All of the data must be output exactly, with every picture left out.
Segment Start: THE INPUT
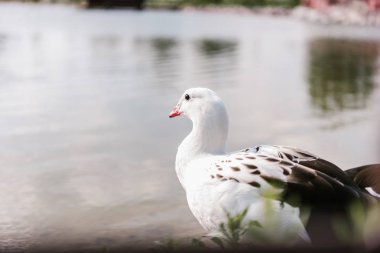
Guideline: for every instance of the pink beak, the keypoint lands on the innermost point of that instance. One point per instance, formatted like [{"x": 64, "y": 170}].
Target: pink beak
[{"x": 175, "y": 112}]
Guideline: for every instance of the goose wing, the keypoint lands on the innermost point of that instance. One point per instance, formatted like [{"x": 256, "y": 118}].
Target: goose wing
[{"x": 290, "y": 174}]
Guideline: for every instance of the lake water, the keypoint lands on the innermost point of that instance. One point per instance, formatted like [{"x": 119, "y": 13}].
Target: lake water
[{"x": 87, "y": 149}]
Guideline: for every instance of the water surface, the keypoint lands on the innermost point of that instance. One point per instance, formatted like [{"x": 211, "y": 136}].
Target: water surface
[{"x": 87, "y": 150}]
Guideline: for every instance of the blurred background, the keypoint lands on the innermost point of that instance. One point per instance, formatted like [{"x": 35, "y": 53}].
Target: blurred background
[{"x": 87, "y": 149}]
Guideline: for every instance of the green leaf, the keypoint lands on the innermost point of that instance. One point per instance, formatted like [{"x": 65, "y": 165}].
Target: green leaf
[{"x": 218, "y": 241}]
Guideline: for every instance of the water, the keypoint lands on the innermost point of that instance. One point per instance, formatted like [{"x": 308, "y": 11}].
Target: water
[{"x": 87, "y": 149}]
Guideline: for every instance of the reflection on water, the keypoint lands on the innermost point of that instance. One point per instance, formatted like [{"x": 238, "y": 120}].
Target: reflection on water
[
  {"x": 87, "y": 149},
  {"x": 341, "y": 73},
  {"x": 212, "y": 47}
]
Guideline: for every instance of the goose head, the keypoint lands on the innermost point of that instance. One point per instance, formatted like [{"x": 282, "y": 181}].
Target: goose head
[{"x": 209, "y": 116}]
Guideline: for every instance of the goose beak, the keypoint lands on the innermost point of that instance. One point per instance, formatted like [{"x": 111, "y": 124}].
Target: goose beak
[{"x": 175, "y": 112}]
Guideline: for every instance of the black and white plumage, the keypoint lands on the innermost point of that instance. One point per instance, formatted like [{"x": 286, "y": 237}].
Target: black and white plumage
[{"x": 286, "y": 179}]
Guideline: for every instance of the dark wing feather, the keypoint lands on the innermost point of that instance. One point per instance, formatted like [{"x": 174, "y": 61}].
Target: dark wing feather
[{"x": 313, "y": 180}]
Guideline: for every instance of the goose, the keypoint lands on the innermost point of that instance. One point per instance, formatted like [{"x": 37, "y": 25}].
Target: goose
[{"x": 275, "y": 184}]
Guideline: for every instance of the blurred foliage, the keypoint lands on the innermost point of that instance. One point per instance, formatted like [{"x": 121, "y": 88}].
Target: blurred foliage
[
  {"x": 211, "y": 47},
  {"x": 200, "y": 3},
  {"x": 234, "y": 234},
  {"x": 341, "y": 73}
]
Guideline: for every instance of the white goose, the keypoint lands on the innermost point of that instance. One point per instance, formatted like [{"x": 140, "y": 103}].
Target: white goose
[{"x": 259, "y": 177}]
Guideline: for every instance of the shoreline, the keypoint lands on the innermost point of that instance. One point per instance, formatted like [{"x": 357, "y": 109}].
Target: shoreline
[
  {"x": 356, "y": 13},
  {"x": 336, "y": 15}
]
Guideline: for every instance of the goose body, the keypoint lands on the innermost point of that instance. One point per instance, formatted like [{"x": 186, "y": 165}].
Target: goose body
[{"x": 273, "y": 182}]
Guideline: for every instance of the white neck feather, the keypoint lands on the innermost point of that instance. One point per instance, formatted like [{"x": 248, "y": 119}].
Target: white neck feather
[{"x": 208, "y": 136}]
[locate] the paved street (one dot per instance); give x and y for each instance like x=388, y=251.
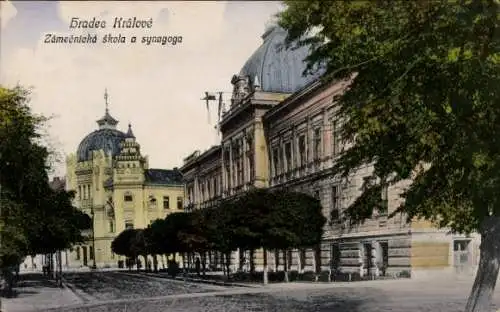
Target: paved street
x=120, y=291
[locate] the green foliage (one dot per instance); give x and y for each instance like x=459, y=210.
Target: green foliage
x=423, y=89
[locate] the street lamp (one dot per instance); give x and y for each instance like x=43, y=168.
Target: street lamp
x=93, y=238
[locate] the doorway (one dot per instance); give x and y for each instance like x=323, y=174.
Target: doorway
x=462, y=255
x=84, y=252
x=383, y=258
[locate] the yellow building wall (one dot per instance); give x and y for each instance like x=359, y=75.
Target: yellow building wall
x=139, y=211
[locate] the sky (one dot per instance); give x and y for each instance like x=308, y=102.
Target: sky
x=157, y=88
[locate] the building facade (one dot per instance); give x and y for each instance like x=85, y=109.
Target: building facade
Segment End: THE INPUT
**TASK OUTPUT**
Guideline: for every instance of the pink beak, the keypoint lands on the innermost point of that instance. One point per instance, formatted like [{"x": 64, "y": 170}].
Target: pink beak
[{"x": 175, "y": 112}]
Guideline: for every instance of the goose wing, the keypoint lands on the innermost point of that instance. One point per instance, formatted like [{"x": 256, "y": 118}].
Target: goose wing
[{"x": 290, "y": 174}]
Guideline: for every instance of the lake water, the keypoint lands on the innermost point of that instance. One point per instance, formatted like [{"x": 119, "y": 13}].
Target: lake water
[{"x": 87, "y": 149}]
Guideline: for every instance of the water surface, the keypoint lands on the innermost point of that instance. One point per instance, formatted like [{"x": 211, "y": 136}].
Target: water surface
[{"x": 87, "y": 150}]
Guideline: for every instance of the blurred background, the keypoint lands on the innermost point of that instance. One point per instance, formatted like [{"x": 35, "y": 53}].
Target: blurred background
[{"x": 87, "y": 149}]
Guideline: for every instance of the green leaf, the keypoint lands on the innermost point of that instance. One point per instance, formatted like [{"x": 65, "y": 165}].
Target: green leaf
[{"x": 218, "y": 241}]
Guideline: for every instance of the water, the keypoint lands on the innermost point of that instance. One point per instance, formatted like [{"x": 308, "y": 11}].
Target: water
[{"x": 87, "y": 149}]
Guideline: for every instance of the reflection on water, the keypoint lands on the innermost point of that instance. One point per instance, formatted like [{"x": 238, "y": 120}].
Target: reflection on water
[
  {"x": 87, "y": 149},
  {"x": 341, "y": 73},
  {"x": 212, "y": 47}
]
Guideline: for every instance of the goose head, the keypoint lands on the innermost point of that instance. One point per instance, formatted like [{"x": 282, "y": 181}].
Target: goose head
[{"x": 209, "y": 116}]
Guideline: for every instance of the goose beak, the keypoint lands on the innermost point of that instance. One point per instance, formatted like [{"x": 111, "y": 124}].
Target: goose beak
[{"x": 175, "y": 112}]
Guideline: for every instance of the black and white plumage, the keypoint lands on the innermost point of that instance. One point per instance, formatted like [{"x": 286, "y": 237}].
Target: black and white plumage
[{"x": 286, "y": 179}]
Guideline: for every instance of the dark wing feather, the keypoint lands on the innermost point of that instance. One point per instance, formatted like [{"x": 174, "y": 61}].
Target: dark wing feather
[{"x": 313, "y": 180}]
Guideline: for every instance of the goose, the keypoint lands on the innermost point of that instance. One point per instance, formatted like [{"x": 37, "y": 25}].
Target: goose
[{"x": 275, "y": 184}]
Guideline: for every instance of the blurred foliage, the keypoint lands on the innermost point of that instance. One point per instance, formatted like [{"x": 121, "y": 88}].
Target: blurred foliage
[
  {"x": 211, "y": 47},
  {"x": 200, "y": 3},
  {"x": 234, "y": 234},
  {"x": 341, "y": 73}
]
Guideline: for every instance of the white goose, the keypoint lands on the innermost point of that instance. One point per instance, formatted like [{"x": 140, "y": 103}].
Target: white goose
[{"x": 259, "y": 177}]
Guideline: for every instance of the shoreline, the keypoint lands on the innermost point of that instance. One point per instance, formatted like [{"x": 357, "y": 109}].
Target: shoreline
[
  {"x": 356, "y": 13},
  {"x": 336, "y": 15}
]
Guideline: for every instance of the goose body, the keypoint lands on the innermost point of that instance. One point per instance, formatted like [{"x": 186, "y": 165}].
Target: goose body
[{"x": 273, "y": 182}]
Guideline: for every instance of the white neck feather, the keypoint lands on the innermost point of that instance. One point per instance, formatted like [{"x": 248, "y": 119}].
Target: white neck feather
[{"x": 208, "y": 136}]
[locate] the paved street (one dot per instance); give x and y for each instance like x=388, y=251.
Target: paved street
x=120, y=291
[locate] the green foliage (one dot per instance); give x and y for each instance like x=459, y=210.
Target: green foliage
x=423, y=89
[locate] the street lamp (one dot per instance); give x and y for each instance like x=43, y=168.
Target: street lamp
x=93, y=238
[locate] the doorway (one dot per instance); give x and y for each instance like x=323, y=174.
Target: doorway
x=462, y=255
x=84, y=252
x=383, y=258
[locate] the yellow building wall (one dot per instance); give x and y for each instance like x=359, y=75.
Target: yellow building wall
x=139, y=211
[locate] the sky (one dot per instance); give x and y for each instance like x=308, y=102.
Target: sky
x=157, y=88
[locate] the building facade (one dot per instance); give x and y for each instance like x=85, y=109.
Target: building facade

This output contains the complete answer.